* **Task requirements**: Copy the material that follows word for word and omit its pictures.
==========
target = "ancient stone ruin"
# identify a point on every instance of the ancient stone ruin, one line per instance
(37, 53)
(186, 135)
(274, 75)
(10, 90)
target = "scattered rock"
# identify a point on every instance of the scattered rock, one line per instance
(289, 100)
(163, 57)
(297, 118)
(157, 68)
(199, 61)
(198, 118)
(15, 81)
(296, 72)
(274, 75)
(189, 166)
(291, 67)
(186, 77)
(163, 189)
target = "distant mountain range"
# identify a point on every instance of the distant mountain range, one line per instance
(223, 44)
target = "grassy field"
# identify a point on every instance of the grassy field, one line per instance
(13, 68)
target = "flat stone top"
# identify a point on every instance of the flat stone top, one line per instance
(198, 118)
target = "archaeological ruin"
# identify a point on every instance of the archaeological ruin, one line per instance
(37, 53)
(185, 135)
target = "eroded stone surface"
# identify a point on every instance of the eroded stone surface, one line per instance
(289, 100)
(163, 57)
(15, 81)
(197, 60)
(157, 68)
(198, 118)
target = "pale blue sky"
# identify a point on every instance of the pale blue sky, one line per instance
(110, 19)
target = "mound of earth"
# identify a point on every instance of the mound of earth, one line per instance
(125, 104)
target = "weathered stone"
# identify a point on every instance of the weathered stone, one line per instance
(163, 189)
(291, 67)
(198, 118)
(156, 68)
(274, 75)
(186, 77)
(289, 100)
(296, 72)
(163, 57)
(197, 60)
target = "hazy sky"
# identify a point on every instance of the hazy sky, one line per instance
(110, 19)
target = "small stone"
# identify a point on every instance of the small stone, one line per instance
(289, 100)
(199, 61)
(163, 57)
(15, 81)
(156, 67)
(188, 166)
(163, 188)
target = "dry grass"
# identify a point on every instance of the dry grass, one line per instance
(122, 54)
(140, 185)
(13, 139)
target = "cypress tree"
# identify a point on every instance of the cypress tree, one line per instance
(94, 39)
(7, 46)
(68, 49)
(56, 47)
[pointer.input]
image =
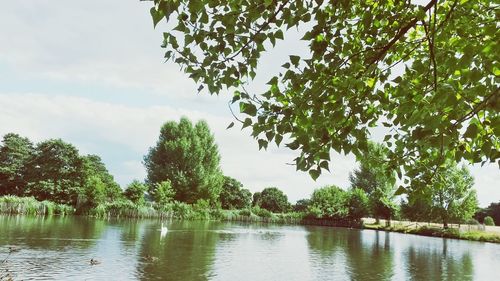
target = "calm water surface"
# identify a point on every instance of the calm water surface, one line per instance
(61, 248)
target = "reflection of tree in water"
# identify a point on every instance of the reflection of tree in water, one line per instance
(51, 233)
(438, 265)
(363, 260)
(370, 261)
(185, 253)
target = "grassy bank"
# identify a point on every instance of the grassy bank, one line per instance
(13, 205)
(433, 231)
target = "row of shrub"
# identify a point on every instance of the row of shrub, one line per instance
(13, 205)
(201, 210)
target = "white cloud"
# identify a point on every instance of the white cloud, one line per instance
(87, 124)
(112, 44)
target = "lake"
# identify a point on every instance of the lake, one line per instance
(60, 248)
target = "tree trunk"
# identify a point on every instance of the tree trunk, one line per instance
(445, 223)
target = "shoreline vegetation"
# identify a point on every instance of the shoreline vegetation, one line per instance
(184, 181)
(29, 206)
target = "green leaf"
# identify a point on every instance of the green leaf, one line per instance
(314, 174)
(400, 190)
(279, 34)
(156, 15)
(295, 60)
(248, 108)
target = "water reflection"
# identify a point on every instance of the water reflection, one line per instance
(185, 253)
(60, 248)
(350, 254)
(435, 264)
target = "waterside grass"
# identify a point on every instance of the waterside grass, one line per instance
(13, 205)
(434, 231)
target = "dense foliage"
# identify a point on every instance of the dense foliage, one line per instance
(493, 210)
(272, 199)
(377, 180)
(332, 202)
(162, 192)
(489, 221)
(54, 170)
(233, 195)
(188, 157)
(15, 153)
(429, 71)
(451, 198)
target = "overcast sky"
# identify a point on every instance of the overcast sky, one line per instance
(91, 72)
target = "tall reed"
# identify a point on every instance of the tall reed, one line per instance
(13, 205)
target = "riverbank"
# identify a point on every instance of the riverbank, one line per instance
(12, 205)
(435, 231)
==========
* **Task response**:
target = "ancient stone ruin"
# identify a point on every instance of the ancient stone ruin, one line per instance
(37, 53)
(186, 135)
(274, 75)
(10, 90)
target = "scattered rock"
# identify a point on every instance of the scattered rock, one line per instance
(289, 100)
(163, 57)
(297, 118)
(157, 68)
(199, 61)
(198, 118)
(15, 81)
(296, 72)
(274, 75)
(189, 166)
(291, 67)
(186, 77)
(163, 189)
target = "distant mountain range"
# identify a point on every instance of the distant mountain range, one line per instance
(223, 44)
target = "grassy field"
# identify a point on every instance of the grassy field, one line per instance
(13, 68)
target = "flat stone top"
# identify a point on every instance of the flat stone top, one line per instance
(198, 118)
target = "archaeological ruin"
# identify a point on every instance of the archaeological ruin, one line per instance
(37, 53)
(185, 135)
target = "eroded stone surface"
# identify a point on every instance of the eroded stone surface, one line per instance
(289, 100)
(163, 57)
(15, 81)
(197, 60)
(157, 68)
(198, 118)
target = "pale blue sky"
# identify a point on every instance of the pale blue sky, one line per instance
(110, 19)
target = "mound of earth"
# identify a point on every instance of the mound of earth, one line per instance
(125, 104)
target = "weathered stone"
# identify a point on every instance of the weathered stone, one line per instance
(163, 189)
(291, 67)
(198, 118)
(156, 68)
(274, 75)
(186, 77)
(289, 100)
(296, 72)
(163, 57)
(197, 60)
target = "hazy sky"
# identify a point on every instance of the hazy sky, one line per instance
(110, 19)
target = "small stone"
# identify a point on every instance of the small stone, one line per instance
(289, 100)
(199, 61)
(163, 57)
(15, 81)
(156, 67)
(188, 166)
(163, 188)
target = "dry grass"
# identify a point on every instance of the dry grass, one line per instance
(122, 54)
(140, 185)
(13, 139)
target = "cypress tree"
# identify a point on every instance of the cypress tree, one line per instance
(94, 39)
(7, 46)
(68, 49)
(56, 47)
[pointer.input]
image =
target = "calm water surface"
# identify a point on every instance of the calm water surface, one line per instance
(61, 248)
target = "reflection of tree in water"
# identify a point on every instance of the reflection of tree in water, one line per instance
(51, 233)
(438, 265)
(363, 260)
(370, 261)
(185, 253)
target = "grassy bank"
# identify a point on every instance of the grassy bank, one line per instance
(13, 205)
(433, 231)
target = "row of shrub"
# identify a point on every instance of the row of shrub, one line per instance
(13, 205)
(201, 210)
target = "white cloud"
# identify a point on every instance of the white cloud, one line per instance
(87, 124)
(112, 44)
target = "lake"
# identify a point on every instance of the lake, one line per instance
(60, 248)
target = "tree trunk"
# identify a point on every instance of the tree trunk, one line per instance
(445, 223)
target = "shoreline vegetation"
# identify a point on every instance of the shoreline vegetation, one line per instance
(184, 181)
(29, 206)
target = "green leaf"
# identify a point on every instance of the green leaf, one line per instance
(314, 174)
(400, 190)
(279, 34)
(156, 15)
(295, 60)
(248, 108)
target = "water reflection"
# identify a point on every instance of the water reflection, one line per instance
(185, 253)
(60, 248)
(350, 254)
(435, 264)
target = "waterside grass"
# identify a point on every instance of the waterside grass, one line per instance
(13, 205)
(434, 231)
target = "dense foliage"
# identify a point on every instance of the dense foliage, one line per instance
(493, 210)
(272, 199)
(377, 180)
(332, 202)
(162, 192)
(489, 221)
(54, 170)
(233, 195)
(188, 157)
(15, 153)
(429, 71)
(451, 198)
target = "overcast sky"
# identify a point on every instance of the overcast sky, one line per instance
(91, 72)
target = "tall reed"
# identify a point on every instance of the tall reed, one line per instance
(13, 205)
target = "riverbank"
# identify a point on every instance of the riverbank, one line per instance
(12, 205)
(435, 231)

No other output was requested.